• [Written exercise]
Rename "green hedge" to "trimmed hedge" in the data, beginning at the line that has "target: <item>green hedge</item>" and stopping after the line that has "401 446 L 670". Give only those lines, with everything else left unchanged.

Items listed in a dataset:
####

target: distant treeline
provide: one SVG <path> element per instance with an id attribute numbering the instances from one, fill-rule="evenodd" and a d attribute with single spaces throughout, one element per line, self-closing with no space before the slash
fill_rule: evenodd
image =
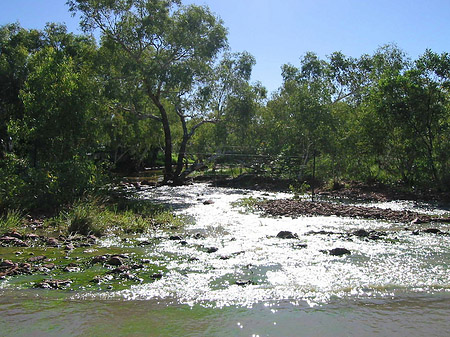
<path id="1" fill-rule="evenodd" d="M 117 170 L 161 165 L 181 183 L 208 159 L 300 182 L 450 189 L 447 53 L 307 53 L 267 97 L 206 7 L 68 3 L 86 35 L 0 27 L 0 211 L 57 209 Z"/>

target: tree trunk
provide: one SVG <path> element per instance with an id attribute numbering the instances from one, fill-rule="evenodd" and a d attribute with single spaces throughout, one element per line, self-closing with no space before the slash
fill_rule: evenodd
<path id="1" fill-rule="evenodd" d="M 167 111 L 164 106 L 159 101 L 158 97 L 151 95 L 151 98 L 155 105 L 159 109 L 161 115 L 161 123 L 163 125 L 164 131 L 164 182 L 167 183 L 169 180 L 173 180 L 173 170 L 172 170 L 172 134 L 170 132 L 169 118 L 167 116 Z"/>
<path id="2" fill-rule="evenodd" d="M 182 184 L 184 180 L 184 177 L 182 177 L 181 172 L 183 171 L 183 162 L 184 158 L 186 157 L 186 147 L 187 143 L 189 141 L 189 134 L 187 130 L 186 125 L 186 119 L 182 113 L 178 113 L 178 116 L 180 117 L 181 126 L 183 127 L 183 139 L 180 144 L 180 149 L 178 151 L 178 160 L 177 160 L 177 167 L 175 169 L 175 174 L 173 177 L 173 182 L 175 184 Z"/>

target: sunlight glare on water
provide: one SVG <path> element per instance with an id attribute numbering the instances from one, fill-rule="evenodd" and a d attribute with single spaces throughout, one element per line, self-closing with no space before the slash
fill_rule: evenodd
<path id="1" fill-rule="evenodd" d="M 450 288 L 448 236 L 414 236 L 375 220 L 263 217 L 232 206 L 243 197 L 291 197 L 286 193 L 194 184 L 148 189 L 141 197 L 170 204 L 178 214 L 194 221 L 178 233 L 186 241 L 184 245 L 161 240 L 148 249 L 149 257 L 164 261 L 167 272 L 160 280 L 112 297 L 251 307 L 265 301 L 316 305 L 332 298 L 446 292 Z M 349 235 L 360 228 L 386 231 L 387 235 L 376 241 Z M 279 239 L 280 231 L 296 233 L 298 239 Z M 333 234 L 311 234 L 318 231 Z M 337 247 L 350 250 L 351 255 L 327 254 Z"/>

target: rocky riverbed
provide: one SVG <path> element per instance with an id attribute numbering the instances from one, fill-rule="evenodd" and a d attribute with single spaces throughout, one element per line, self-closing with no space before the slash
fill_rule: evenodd
<path id="1" fill-rule="evenodd" d="M 378 207 L 352 206 L 324 201 L 306 201 L 298 199 L 268 200 L 258 206 L 269 215 L 298 217 L 306 216 L 339 216 L 363 219 L 387 220 L 400 223 L 450 223 L 450 217 L 436 217 L 409 210 L 395 211 Z"/>

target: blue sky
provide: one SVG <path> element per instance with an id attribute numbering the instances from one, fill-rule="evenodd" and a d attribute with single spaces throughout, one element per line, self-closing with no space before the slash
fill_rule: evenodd
<path id="1" fill-rule="evenodd" d="M 270 92 L 281 85 L 281 66 L 299 64 L 307 51 L 358 57 L 394 42 L 410 57 L 426 48 L 450 51 L 448 0 L 185 0 L 207 5 L 229 31 L 233 52 L 256 57 L 253 80 Z M 0 0 L 0 25 L 25 28 L 64 22 L 78 32 L 65 0 Z"/>

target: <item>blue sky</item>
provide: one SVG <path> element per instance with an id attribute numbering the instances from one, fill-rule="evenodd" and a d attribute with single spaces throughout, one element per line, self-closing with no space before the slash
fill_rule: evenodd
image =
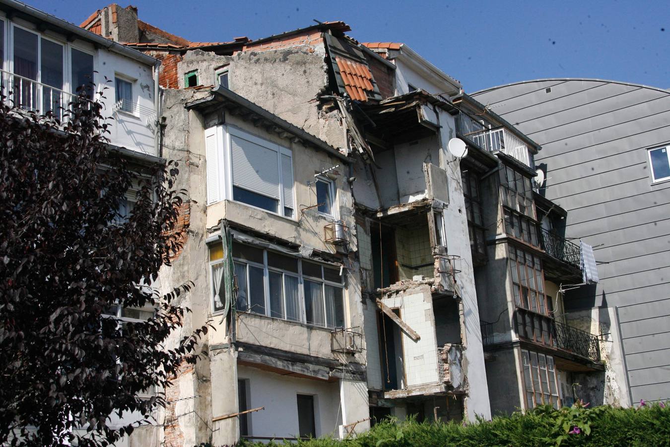
<path id="1" fill-rule="evenodd" d="M 113 0 L 27 0 L 79 23 Z M 119 0 L 117 0 L 119 1 Z M 119 3 L 125 7 L 123 1 Z M 466 92 L 540 78 L 670 88 L 670 2 L 133 0 L 141 19 L 195 41 L 256 39 L 342 20 L 359 42 L 403 42 Z"/>

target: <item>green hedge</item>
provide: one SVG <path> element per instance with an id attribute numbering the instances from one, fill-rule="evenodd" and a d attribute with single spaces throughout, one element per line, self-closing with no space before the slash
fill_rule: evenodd
<path id="1" fill-rule="evenodd" d="M 401 446 L 670 446 L 670 408 L 663 403 L 634 408 L 588 408 L 579 404 L 556 410 L 541 407 L 474 424 L 396 423 L 385 420 L 355 439 L 314 439 L 269 445 L 301 447 Z M 244 442 L 243 446 L 261 446 Z"/>

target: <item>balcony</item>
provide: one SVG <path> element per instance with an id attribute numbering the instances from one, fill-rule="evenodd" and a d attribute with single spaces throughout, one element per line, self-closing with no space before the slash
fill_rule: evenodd
<path id="1" fill-rule="evenodd" d="M 492 153 L 503 152 L 531 169 L 535 169 L 530 148 L 519 137 L 505 128 L 492 129 L 461 112 L 456 117 L 456 132 L 470 143 Z"/>
<path id="2" fill-rule="evenodd" d="M 542 249 L 547 255 L 574 267 L 581 268 L 582 251 L 579 245 L 543 228 L 540 230 L 540 239 Z"/>
<path id="3" fill-rule="evenodd" d="M 557 348 L 594 362 L 600 361 L 598 337 L 590 332 L 519 308 L 515 312 L 515 320 L 517 334 L 521 338 Z"/>

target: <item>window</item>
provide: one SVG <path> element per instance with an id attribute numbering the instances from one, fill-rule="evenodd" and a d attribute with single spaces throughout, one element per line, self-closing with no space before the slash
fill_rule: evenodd
<path id="1" fill-rule="evenodd" d="M 501 169 L 500 173 L 503 204 L 534 219 L 535 211 L 531 179 L 507 166 Z"/>
<path id="2" fill-rule="evenodd" d="M 246 411 L 249 409 L 249 381 L 246 379 L 237 379 L 237 405 L 238 411 Z M 251 415 L 249 413 L 241 414 L 240 421 L 240 436 L 248 436 L 249 435 L 249 418 Z"/>
<path id="3" fill-rule="evenodd" d="M 558 408 L 560 402 L 553 357 L 521 350 L 526 408 L 546 404 Z"/>
<path id="4" fill-rule="evenodd" d="M 188 72 L 184 75 L 184 86 L 186 88 L 198 86 L 198 70 Z"/>
<path id="5" fill-rule="evenodd" d="M 216 72 L 216 83 L 226 88 L 230 88 L 228 82 L 228 68 Z"/>
<path id="6" fill-rule="evenodd" d="M 670 179 L 670 146 L 651 149 L 649 162 L 654 182 Z"/>
<path id="7" fill-rule="evenodd" d="M 129 113 L 133 113 L 133 84 L 121 78 L 115 78 L 117 104 L 119 109 Z"/>
<path id="8" fill-rule="evenodd" d="M 461 172 L 465 210 L 468 217 L 470 248 L 474 255 L 486 255 L 482 198 L 479 192 L 479 178 L 470 171 Z"/>
<path id="9" fill-rule="evenodd" d="M 72 48 L 70 53 L 72 93 L 84 88 L 88 98 L 93 97 L 93 56 Z"/>
<path id="10" fill-rule="evenodd" d="M 318 204 L 317 209 L 319 212 L 328 216 L 335 215 L 333 210 L 333 198 L 335 196 L 334 186 L 332 180 L 320 177 L 316 179 L 316 203 Z"/>
<path id="11" fill-rule="evenodd" d="M 549 315 L 551 300 L 547 302 L 544 275 L 537 256 L 510 246 L 509 269 L 515 304 L 524 309 Z"/>
<path id="12" fill-rule="evenodd" d="M 340 269 L 237 242 L 232 243 L 237 310 L 328 328 L 344 327 Z M 223 249 L 210 247 L 212 310 L 225 307 Z"/>
<path id="13" fill-rule="evenodd" d="M 232 199 L 293 217 L 289 149 L 230 126 L 208 129 L 205 145 L 208 204 Z"/>
<path id="14" fill-rule="evenodd" d="M 316 438 L 314 396 L 297 395 L 297 423 L 300 438 Z"/>

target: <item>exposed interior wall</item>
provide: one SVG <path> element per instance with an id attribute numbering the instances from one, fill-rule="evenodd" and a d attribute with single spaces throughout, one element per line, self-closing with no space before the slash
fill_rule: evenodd
<path id="1" fill-rule="evenodd" d="M 399 309 L 400 318 L 421 336 L 415 341 L 401 334 L 407 386 L 437 383 L 438 345 L 430 286 L 419 285 L 390 295 L 382 301 L 391 308 Z"/>
<path id="2" fill-rule="evenodd" d="M 249 418 L 253 435 L 295 437 L 299 432 L 297 395 L 306 394 L 314 396 L 316 436 L 338 437 L 342 424 L 338 382 L 287 377 L 245 366 L 238 367 L 238 377 L 249 381 L 250 407 L 265 407 Z"/>
<path id="3" fill-rule="evenodd" d="M 510 414 L 522 407 L 520 398 L 519 361 L 515 355 L 516 348 L 495 351 L 495 359 L 486 362 L 488 396 L 491 413 Z M 503 378 L 505 380 L 503 380 Z"/>

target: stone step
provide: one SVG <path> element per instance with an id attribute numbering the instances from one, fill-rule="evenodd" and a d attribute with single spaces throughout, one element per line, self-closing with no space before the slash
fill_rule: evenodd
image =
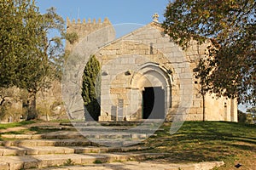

####

• [Complete answer]
target: <item>trimmed hedge</item>
provide: one SVG <path> element per instance with an id attribute numbering the instances from one, fill-rule="evenodd" and a d attribute with single spaces throughout, one element per line, self-closing with no space before the slash
fill_rule: evenodd
<path id="1" fill-rule="evenodd" d="M 401 446 L 670 446 L 670 408 L 663 403 L 634 408 L 588 408 L 579 404 L 556 410 L 541 407 L 474 424 L 396 423 L 385 420 L 355 439 L 314 439 L 269 445 L 301 447 Z M 244 442 L 243 446 L 261 446 Z"/>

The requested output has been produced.